Saved entries:

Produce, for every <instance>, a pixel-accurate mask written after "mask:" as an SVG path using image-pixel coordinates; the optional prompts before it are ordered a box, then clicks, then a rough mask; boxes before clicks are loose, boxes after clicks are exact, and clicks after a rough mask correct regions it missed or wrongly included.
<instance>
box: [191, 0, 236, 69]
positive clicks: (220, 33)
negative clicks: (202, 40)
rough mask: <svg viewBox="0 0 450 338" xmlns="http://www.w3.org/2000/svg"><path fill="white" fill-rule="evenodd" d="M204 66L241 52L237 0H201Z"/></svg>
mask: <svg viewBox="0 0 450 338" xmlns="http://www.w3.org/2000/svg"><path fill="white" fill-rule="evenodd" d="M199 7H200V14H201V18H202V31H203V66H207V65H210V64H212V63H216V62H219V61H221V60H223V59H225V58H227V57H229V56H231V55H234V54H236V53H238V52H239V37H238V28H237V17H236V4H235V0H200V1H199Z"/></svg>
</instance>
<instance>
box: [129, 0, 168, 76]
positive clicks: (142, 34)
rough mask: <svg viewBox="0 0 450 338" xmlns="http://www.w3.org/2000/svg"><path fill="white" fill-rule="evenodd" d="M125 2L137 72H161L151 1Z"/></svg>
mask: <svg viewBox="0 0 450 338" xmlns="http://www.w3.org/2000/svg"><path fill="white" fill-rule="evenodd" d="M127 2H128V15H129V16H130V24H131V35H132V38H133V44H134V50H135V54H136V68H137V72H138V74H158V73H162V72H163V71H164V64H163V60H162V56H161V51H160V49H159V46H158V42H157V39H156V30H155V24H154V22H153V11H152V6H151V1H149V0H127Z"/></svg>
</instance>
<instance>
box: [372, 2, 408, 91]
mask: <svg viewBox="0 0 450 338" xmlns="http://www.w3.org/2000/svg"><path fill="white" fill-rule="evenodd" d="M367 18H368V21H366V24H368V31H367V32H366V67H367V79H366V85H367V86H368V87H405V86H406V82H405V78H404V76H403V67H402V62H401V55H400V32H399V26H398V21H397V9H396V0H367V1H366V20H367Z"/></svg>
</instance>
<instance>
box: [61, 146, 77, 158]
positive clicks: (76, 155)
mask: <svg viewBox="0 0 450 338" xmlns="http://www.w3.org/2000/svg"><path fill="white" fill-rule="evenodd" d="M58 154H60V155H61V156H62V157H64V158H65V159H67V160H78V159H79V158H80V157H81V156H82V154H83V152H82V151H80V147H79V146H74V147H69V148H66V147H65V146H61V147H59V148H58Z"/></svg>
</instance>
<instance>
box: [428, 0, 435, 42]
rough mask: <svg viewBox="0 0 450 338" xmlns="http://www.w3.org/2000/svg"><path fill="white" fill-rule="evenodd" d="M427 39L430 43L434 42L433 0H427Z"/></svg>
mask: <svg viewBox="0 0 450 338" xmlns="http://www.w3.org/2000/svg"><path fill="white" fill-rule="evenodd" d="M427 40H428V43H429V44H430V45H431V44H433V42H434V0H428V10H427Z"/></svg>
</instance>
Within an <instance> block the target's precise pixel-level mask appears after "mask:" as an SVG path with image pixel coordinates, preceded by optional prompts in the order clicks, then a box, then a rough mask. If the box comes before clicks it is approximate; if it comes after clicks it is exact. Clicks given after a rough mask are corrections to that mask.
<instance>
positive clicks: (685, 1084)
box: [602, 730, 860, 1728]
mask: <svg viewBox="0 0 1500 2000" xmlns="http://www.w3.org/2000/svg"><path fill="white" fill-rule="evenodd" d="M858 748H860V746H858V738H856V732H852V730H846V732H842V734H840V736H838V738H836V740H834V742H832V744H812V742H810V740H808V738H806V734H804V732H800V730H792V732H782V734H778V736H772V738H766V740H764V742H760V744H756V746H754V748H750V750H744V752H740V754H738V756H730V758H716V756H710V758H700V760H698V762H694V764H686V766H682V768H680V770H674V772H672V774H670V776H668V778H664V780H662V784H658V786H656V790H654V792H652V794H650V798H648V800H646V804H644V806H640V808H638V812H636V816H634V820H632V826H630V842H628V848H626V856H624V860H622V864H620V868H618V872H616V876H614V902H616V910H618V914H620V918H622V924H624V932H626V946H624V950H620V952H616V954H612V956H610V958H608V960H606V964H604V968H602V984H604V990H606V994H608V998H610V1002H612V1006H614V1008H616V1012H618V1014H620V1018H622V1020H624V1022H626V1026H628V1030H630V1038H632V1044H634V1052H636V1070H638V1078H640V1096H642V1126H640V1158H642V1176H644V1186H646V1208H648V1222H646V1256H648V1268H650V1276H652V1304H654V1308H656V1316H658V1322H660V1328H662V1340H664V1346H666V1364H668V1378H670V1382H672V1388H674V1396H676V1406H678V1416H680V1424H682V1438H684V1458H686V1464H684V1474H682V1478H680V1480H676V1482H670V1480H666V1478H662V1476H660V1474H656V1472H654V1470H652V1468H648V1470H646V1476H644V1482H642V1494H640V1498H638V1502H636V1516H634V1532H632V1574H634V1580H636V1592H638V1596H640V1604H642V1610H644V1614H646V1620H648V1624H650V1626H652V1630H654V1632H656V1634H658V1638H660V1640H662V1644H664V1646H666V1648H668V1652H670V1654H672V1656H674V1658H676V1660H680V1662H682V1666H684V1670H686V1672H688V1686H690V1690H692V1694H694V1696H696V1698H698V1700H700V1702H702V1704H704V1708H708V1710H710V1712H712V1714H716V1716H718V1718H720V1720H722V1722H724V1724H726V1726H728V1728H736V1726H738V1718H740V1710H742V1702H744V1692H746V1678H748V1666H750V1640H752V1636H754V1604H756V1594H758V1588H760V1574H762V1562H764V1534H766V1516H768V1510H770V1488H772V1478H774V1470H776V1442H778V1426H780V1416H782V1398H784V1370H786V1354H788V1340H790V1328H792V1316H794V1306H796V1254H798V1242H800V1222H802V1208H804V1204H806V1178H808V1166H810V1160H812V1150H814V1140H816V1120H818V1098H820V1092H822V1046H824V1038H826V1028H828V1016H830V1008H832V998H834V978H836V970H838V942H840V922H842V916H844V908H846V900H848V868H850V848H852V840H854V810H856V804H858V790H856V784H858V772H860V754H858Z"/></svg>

- [Assigned task]:
Each entry shown above should be copied out exactly.

- [Solution for this problem]:
Produce, for every <instance>, a pixel-accurate mask written after "mask:" as an SVG path using image-pixel coordinates; the optional prompts before it are ordered a box, then clicks, then a rough mask; boxes before clicks are loose, boxes after clicks are exact, and clicks after a rough mask correct regions it missed or wrongly included.
<instance>
box: [191, 0, 236, 69]
positive clicks: (220, 33)
negative clicks: (202, 40)
rough mask: <svg viewBox="0 0 450 338" xmlns="http://www.w3.org/2000/svg"><path fill="white" fill-rule="evenodd" d="M204 66L241 52L237 0H201Z"/></svg>
mask: <svg viewBox="0 0 450 338" xmlns="http://www.w3.org/2000/svg"><path fill="white" fill-rule="evenodd" d="M199 7H200V14H201V18H202V31H203V66H207V65H210V64H212V63H216V62H219V61H221V60H223V59H225V58H227V57H229V56H231V55H234V54H236V53H238V52H239V37H238V28H237V17H236V4H235V0H200V1H199Z"/></svg>
</instance>
<instance>
box: [129, 0, 168, 76]
positive clicks: (142, 34)
rough mask: <svg viewBox="0 0 450 338" xmlns="http://www.w3.org/2000/svg"><path fill="white" fill-rule="evenodd" d="M125 2L137 72H161L151 1Z"/></svg>
mask: <svg viewBox="0 0 450 338" xmlns="http://www.w3.org/2000/svg"><path fill="white" fill-rule="evenodd" d="M127 2H128V15H129V16H130V24H131V35H132V38H133V44H134V50H135V54H136V68H137V72H138V74H158V73H162V72H163V71H164V64H163V60H162V56H161V51H160V49H159V46H158V42H157V39H156V30H155V24H154V22H153V11H152V6H151V1H149V0H127Z"/></svg>
</instance>
<instance>
box: [372, 2, 408, 91]
mask: <svg viewBox="0 0 450 338" xmlns="http://www.w3.org/2000/svg"><path fill="white" fill-rule="evenodd" d="M367 18H368V21H366V24H368V31H367V32H366V67H367V79H366V85H367V86H368V87H405V86H406V82H405V78H404V76H403V67H402V62H401V55H400V32H399V26H398V21H397V9H396V0H367V1H366V20H367Z"/></svg>
</instance>
<instance>
box: [61, 146, 77, 158]
positive clicks: (76, 155)
mask: <svg viewBox="0 0 450 338" xmlns="http://www.w3.org/2000/svg"><path fill="white" fill-rule="evenodd" d="M58 154H60V155H61V156H62V157H64V158H65V159H67V160H78V159H79V158H80V157H81V156H82V154H83V152H82V151H80V147H79V146H74V147H69V148H66V147H65V146H61V147H59V148H58Z"/></svg>
</instance>
<instance>
box: [428, 0, 435, 42]
rough mask: <svg viewBox="0 0 450 338" xmlns="http://www.w3.org/2000/svg"><path fill="white" fill-rule="evenodd" d="M427 39L430 43L434 42L433 0H427Z"/></svg>
mask: <svg viewBox="0 0 450 338" xmlns="http://www.w3.org/2000/svg"><path fill="white" fill-rule="evenodd" d="M427 40H428V43H429V44H430V45H431V44H433V42H434V0H428V10H427Z"/></svg>
</instance>
Within an <instance> block the target's precise pixel-level mask appears after "mask:" as an SVG path with image pixel coordinates, preceded by optional prompts in the order clicks, then a box, then a rough mask. If the box comes before clicks it is approximate; if it comes after clicks it is exact. Clicks given after a rough mask are corrections to that mask.
<instance>
positive clicks: (685, 1084)
box: [602, 730, 860, 1728]
mask: <svg viewBox="0 0 1500 2000" xmlns="http://www.w3.org/2000/svg"><path fill="white" fill-rule="evenodd" d="M858 748H860V746H858V738H856V732H852V730H846V732H842V734H840V736H838V738H836V740H834V742H832V744H812V742H810V740H808V738H806V734H804V732H800V730H792V732H782V734H778V736H772V738H766V740H764V742H760V744H756V746H754V748H750V750H744V752H740V754H738V756H730V758H716V756H710V758H700V760H698V762H694V764H686V766H682V768H680V770H674V772H672V774H670V776H668V778H664V780H662V784H658V786H656V790H654V792H652V794H650V798H648V800H646V804H644V806H640V808H638V812H636V816H634V820H632V826H630V842H628V848H626V856H624V860H622V864H620V868H618V872H616V876H614V902H616V910H618V914H620V918H622V924H624V932H626V946H624V950H620V952H616V954H612V956H610V958H608V960H606V964H604V968H602V984H604V990H606V994H608V998H610V1002H612V1006H614V1008H616V1012H618V1014H620V1018H622V1020H624V1022H626V1026H628V1030H630V1038H632V1044H634V1052H636V1070H638V1078H640V1096H642V1126H640V1158H642V1176H644V1186H646V1208H648V1222H646V1256H648V1268H650V1276H652V1304H654V1308H656V1316H658V1322H660V1328H662V1340H664V1346H666V1364H668V1378H670V1382H672V1388H674V1396H676V1406H678V1416H680V1424H682V1438H684V1458H686V1464H684V1474H682V1478H680V1480H676V1482H670V1480H666V1478H662V1476H660V1474H656V1472H654V1470H652V1468H648V1470H646V1476H644V1482H642V1494H640V1498H638V1502H636V1516H634V1532H632V1574H634V1580H636V1592H638V1596H640V1604H642V1610H644V1614H646V1620H648V1624H650V1626H652V1630H654V1632H656V1634H658V1638H660V1640H662V1644H664V1646H666V1648H668V1652H670V1654H672V1656H674V1658H676V1660H680V1662H682V1666H684V1670H686V1672H688V1686H690V1690H692V1694H694V1696H696V1698H698V1700H700V1702H702V1704H704V1708H708V1710H710V1712H712V1714H716V1716H718V1718H720V1720H722V1722H724V1724H726V1726H728V1728H736V1726H738V1718H740V1710H742V1702H744V1692H746V1678H748V1666H750V1640H752V1636H754V1604H756V1594H758V1588H760V1574H762V1562H764V1534H766V1516H768V1510H770V1488H772V1478H774V1470H776V1442H778V1426H780V1416H782V1398H784V1370H786V1354H788V1340H790V1328H792V1316H794V1306H796V1254H798V1242H800V1222H802V1208H804V1204H806V1178H808V1166H810V1160H812V1150H814V1140H816V1120H818V1098H820V1092H822V1046H824V1038H826V1028H828V1016H830V1008H832V998H834V978H836V970H838V942H840V922H842V916H844V908H846V900H848V868H850V848H852V840H854V810H856V804H858V790H856V784H858V772H860V754H858Z"/></svg>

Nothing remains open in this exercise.